* WHAT IS NEEDED
The response must consist of all the entries, duplicated without alteration.

Natural-language object grounding data:
========================
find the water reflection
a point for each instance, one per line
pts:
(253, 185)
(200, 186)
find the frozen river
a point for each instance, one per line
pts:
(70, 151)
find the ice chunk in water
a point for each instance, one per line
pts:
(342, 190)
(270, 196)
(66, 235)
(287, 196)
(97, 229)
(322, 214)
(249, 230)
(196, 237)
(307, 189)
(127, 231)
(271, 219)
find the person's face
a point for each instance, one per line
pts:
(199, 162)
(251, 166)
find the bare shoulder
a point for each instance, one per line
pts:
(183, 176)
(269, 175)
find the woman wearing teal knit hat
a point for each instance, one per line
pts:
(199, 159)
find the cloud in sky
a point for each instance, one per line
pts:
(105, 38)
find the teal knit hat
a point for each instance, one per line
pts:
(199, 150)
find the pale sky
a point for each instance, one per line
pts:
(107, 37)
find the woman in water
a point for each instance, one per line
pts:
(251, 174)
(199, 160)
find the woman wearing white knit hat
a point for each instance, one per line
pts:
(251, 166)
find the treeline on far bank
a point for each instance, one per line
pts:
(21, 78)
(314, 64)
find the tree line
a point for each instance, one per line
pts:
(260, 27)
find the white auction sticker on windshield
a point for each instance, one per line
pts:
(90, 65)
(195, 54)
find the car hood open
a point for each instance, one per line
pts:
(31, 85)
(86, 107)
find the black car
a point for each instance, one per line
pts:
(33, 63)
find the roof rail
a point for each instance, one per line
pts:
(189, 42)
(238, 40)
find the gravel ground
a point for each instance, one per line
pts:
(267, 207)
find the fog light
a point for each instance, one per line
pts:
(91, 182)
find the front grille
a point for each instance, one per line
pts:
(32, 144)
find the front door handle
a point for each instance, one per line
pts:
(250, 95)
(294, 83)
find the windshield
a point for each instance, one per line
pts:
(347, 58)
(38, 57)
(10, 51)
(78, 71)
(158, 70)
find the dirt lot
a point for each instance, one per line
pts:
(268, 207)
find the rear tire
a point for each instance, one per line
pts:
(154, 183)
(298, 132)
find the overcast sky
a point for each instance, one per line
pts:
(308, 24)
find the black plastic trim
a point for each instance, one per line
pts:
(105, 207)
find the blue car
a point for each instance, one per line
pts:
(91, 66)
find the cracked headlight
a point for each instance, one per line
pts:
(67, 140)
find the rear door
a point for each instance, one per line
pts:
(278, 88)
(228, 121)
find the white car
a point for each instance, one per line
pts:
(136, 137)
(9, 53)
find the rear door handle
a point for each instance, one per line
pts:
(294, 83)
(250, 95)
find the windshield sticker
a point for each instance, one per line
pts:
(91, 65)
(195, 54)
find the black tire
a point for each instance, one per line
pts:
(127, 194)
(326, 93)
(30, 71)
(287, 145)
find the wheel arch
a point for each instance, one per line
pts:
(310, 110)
========================
* TASK OUTPUT
find the water reflection
a point for each instance, one per line
pts:
(253, 185)
(200, 186)
find the frozen river
a point for each instance, one per line
pts:
(70, 151)
find the ice chunk in water
a point for each instance, one per line
pts:
(342, 190)
(270, 196)
(66, 235)
(287, 196)
(97, 229)
(322, 214)
(249, 230)
(196, 237)
(307, 189)
(127, 231)
(271, 219)
find the person's face
a point for each instance, one per line
pts:
(199, 162)
(251, 166)
find the bare shoulder
a point for each instance, one per line
pts:
(183, 176)
(269, 175)
find the woman wearing teal knit hat
a point for each instance, one per line
pts:
(199, 159)
find the cloud in sky
a point for each instance, one per line
pts:
(105, 38)
find the teal knit hat
a point for each instance, one per line
pts:
(199, 150)
find the pale sky
a point for each instance, one per line
pts:
(107, 37)
find the woman in water
a point for each instance, one per line
pts:
(251, 174)
(199, 160)
find the woman wearing white knit hat
a point for each instance, one per line
pts:
(251, 166)
find the treeline on far bank
a point for each instance, one per line
pts:
(21, 78)
(314, 64)
find the tree line
a point for each instance, one per line
pts:
(260, 27)
find the white auction sticker on windshield
a point for each instance, one per line
pts:
(90, 65)
(195, 54)
find the car hood open
a point for each instance, one per line
pts:
(31, 85)
(86, 107)
find the black car
a point for each instance, one per line
pts:
(33, 63)
find the roof rail
a point for each instance, one per line
pts:
(189, 42)
(238, 40)
find the gravel ground
a point for each instance, one per line
pts:
(267, 207)
find the fog light
a point for each instance, one per line
pts:
(91, 182)
find the front grille
a point for each instance, one per line
pts:
(32, 144)
find the front door handle
a point for each instance, one per line
pts:
(250, 95)
(294, 83)
find the windshield
a point for each instance, one per line
pts:
(347, 58)
(38, 57)
(10, 51)
(78, 71)
(158, 70)
find the dirt lot
a point for each instance, one per line
pts:
(268, 207)
find the rear tire
a point for each instance, one per line
pts:
(154, 183)
(298, 132)
find the overcast sky
a point for each instance, one per line
pts:
(308, 24)
find the black plastic trim
a point for each instance, one per line
pts:
(105, 207)
find the blue car
a point for each instance, one per line
pts:
(91, 66)
find the cracked headlight
a point for each instance, one per line
pts:
(67, 140)
find the rear door
a point for each instance, one per line
pts:
(278, 88)
(228, 121)
find the white car
a point for each instance, one per line
pts:
(136, 137)
(9, 53)
find the rear door handle
a point for each instance, one per line
pts:
(294, 83)
(250, 95)
find the windshield sticker
a point for each instance, one per line
pts:
(91, 65)
(195, 54)
find the black tire
a point for each instance, one per line
pts:
(127, 194)
(326, 93)
(30, 71)
(287, 145)
find the wheel arch
a point for each instance, one per line
pts:
(310, 110)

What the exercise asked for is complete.